__CONSIGNE 1__
Pouvez-vous résumer en deux phrases l'article sur la politique d'Obama envers l'Égypte ?
__CONSIGNE 2__
Pourriez-vous recopier tout le passage de l'article sur la politique d'Obama envers l'Égypte, depuis « Rejetant les critiques » jusqu'à « des restitutions (rendition) » inclus ?
__CONSIGNE 3__
Pouvez-vous rédiger la suite de l'article sur la politique d'Obama envers l'Égypte, en reprenant juste après sa dernière phrase ?

__TEXTE À LIRE__

* * * * * * * * *

Défense calculée et cruelle du régime égyptien par Obama
Par Bill Van Auken
10 février 2011
La politique cynique et réactionnaire du gouvernement Obama à l’égard de
l’Egypte a été fortement louée lundi par le chroniqueur conservateur du New
York Times, Ross Douthat. Sous le titre « Obama le réaliste, » la rubrique
de Douthat a manifestement défendu Obama contre des critiques de droite.
« Sur presque tous les fronts anti-terroristes, de la politique des
prisonniers aux frappes des drones, le gouvernement est en train
de…maintenir ou même d’étendre les pouvoirs que George W. Bush avait
réclamés après le 11 septembre, » dit l’article.
Faisant remarquer que l’ensemble de l’approche du gouvernement « aux
affaires internationales ressemble à une continuation de la phase
Condoleezza Rice-Robert Gates du gouvernement Bush, » Douthat ajoute d’un
air approbateur que « la réaction d’Obama à la crise égyptienne cristallise
l’ensemble de sa vision en matière de politique étrangère. »
Rejetant les critiques telles celles de Fox News, il a ajouté : « Il est
évident que le vrai but du gouvernement est de se débarrasser de Moubarak
tout en gardant aux commandes les subordonnés militaires du dictateur. Si la
Maison Blanche d’Obama peut agir à sa guise, toute ouverture démocratique
sera soigneusement orchestrée par un initié comme Omar Suleiman, ancien
général et chef du renseignement égyptien qui est bien connu à Washington
pour sa coopération avec le programme américain des restitutions (rendition)
de la CIA. Il ne s’agit pas ici des indécisions d'un pacifiste faible
d'esprit. Il s’agit de realpolitik (politique réaliste) impitoyable. »
Ces remarques sont absolument correctes. Qu'est-ce qui explique la
politique du gouvernement Obama ?
Les émeutes qui se sont emparées du Caire, d’Alexandrie, de Suez et de
villes plus petites dans ce vieux pays de 80 millions d’habitants, ne font
pas partie d’une quelconque « révolution » colorée suivant un code,
coordonnée entre Washington et des couches sociales privilégiées afin
d’évincer un régime qui n’est plus en phase avec la politique et les
intérêts américains.
Au contraire, le soulèvement égyptien est dominé par la classe ouvrière
et ses revendications pour mettre fin au chômage de masse, à la pauvreté
omniprésente et aux niveaux d’inégalité sociale grotesques qui sont
caractéristiques de l’Egypte d’aujourd’hui. Ce soulèvement a profondément
secoué l’Etat, vassal de longue date, le plus apprécié de Washington dans la
région géo-stratégiquement cruciale du Moyen Orient.
Certains médias ont décrit le gouvernement Obama comme ne sachant trop
que faire par rapport aux événements en Egypte, sa politique étant
soi-disant caractérisée par des « messages mitigés » et donnant l'apparence
d'être « dépassé. »

* * * * * * * * *

__ENTRÉES FOURNIES__
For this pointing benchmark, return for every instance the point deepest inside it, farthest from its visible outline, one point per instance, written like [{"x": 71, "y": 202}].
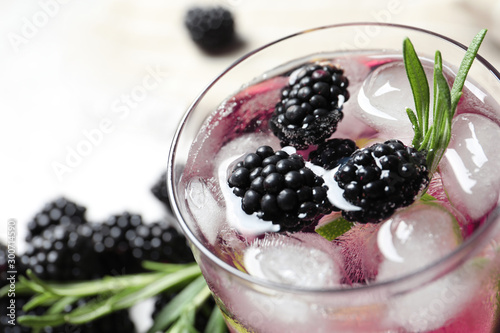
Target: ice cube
[
  {"x": 470, "y": 166},
  {"x": 360, "y": 252},
  {"x": 414, "y": 238},
  {"x": 384, "y": 97},
  {"x": 204, "y": 207},
  {"x": 293, "y": 260}
]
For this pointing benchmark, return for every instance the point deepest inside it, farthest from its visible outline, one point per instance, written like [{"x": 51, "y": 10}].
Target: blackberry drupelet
[
  {"x": 381, "y": 178},
  {"x": 210, "y": 27},
  {"x": 58, "y": 212},
  {"x": 160, "y": 191},
  {"x": 310, "y": 106},
  {"x": 159, "y": 242},
  {"x": 278, "y": 187},
  {"x": 111, "y": 242},
  {"x": 331, "y": 153},
  {"x": 63, "y": 253}
]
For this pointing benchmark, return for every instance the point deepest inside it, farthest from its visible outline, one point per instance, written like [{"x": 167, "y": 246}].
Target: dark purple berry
[
  {"x": 333, "y": 152},
  {"x": 58, "y": 212},
  {"x": 283, "y": 190},
  {"x": 210, "y": 27},
  {"x": 381, "y": 178},
  {"x": 310, "y": 106}
]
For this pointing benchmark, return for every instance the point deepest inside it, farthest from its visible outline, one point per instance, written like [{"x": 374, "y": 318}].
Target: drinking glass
[{"x": 458, "y": 293}]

* * * * * * * * *

__RÉPONSE 1__
Dans le New York Times, le chroniqueur conservateur Ross Douthat a loué la politique d'Obama envers l'Égypte, qu'il voit comme une continuation de la politique étrangère du gouvernement Bush et comme une realpolitik impitoyable visant à se débarrasser de Moubarak tout en gardant aux commandes les subordonnés militaires du dictateur. L'article juge ces remarques correctes et affirme que le soulèvement égyptien n'est pas une « révolution » colorée coordonnée avec Washington, mais un mouvement dominé par la classe ouvrière, qui réclame la fin du chômage de masse, de la pauvreté et des inégalités sociales.

__RÉPONSE 2__
Rejetant les critiques telles celles de Fox News, il a ajouté : « Il est
évident que le vrai but du gouvernement est de se débarrasser de Moubarak
tout en gardant aux commandes les subordonnés militaires du dictateur. Si la
Maison Blanche d’Obama peut agir à sa guise, toute ouverture démocratique
sera soigneusement orchestrée par un initié comme Omar Suleiman, ancien
général et chef du renseignement égyptien qui est bien connu à Washington
pour sa coopération avec le programme américain des restitutions (rendition)

__RÉPONSE 3__
Le gouvernement est passé de la description, par la secrétaire d’Etat
américaine Hillary Clinton, du régime de Moubarak comme étant stable, aux
louanges du vice-président Joe Biden à l’égard du dictateur, jusqu’aux
déclarations de solidarité d’Obama avec les manifestants, à peine quelques
jours plus tard, et à des appels lancés en faveur d’une « transition
ordonnée » et immédiate qui a été largement interprétée par les médias comme
un appel à la démission de Moubarak. S’en est suivie une déclaration de la
part du porte-parole de la Maison Blanche que le moment de cette transition
était « plus qu'urgent. »
Puis, durant le week-end, a paru la déclaration publique de Frank Wisner,
ancien ambassadeur au Caire désigné par le gouvernement Obama pour lui
servir d'envoyé spécial auprès de Moubarak.
S’exprimant devant la conférence de sécurité à Munich, Wisner a déclaré,
« le président Moubarak reste très important pour les jours qui viennent
tandis que nous cherchons notre chemin vers l'avenir. » Il a ajouté que le
dictateur « doit rester au pouvoir afin de conduire ces changements à bonne
fin. »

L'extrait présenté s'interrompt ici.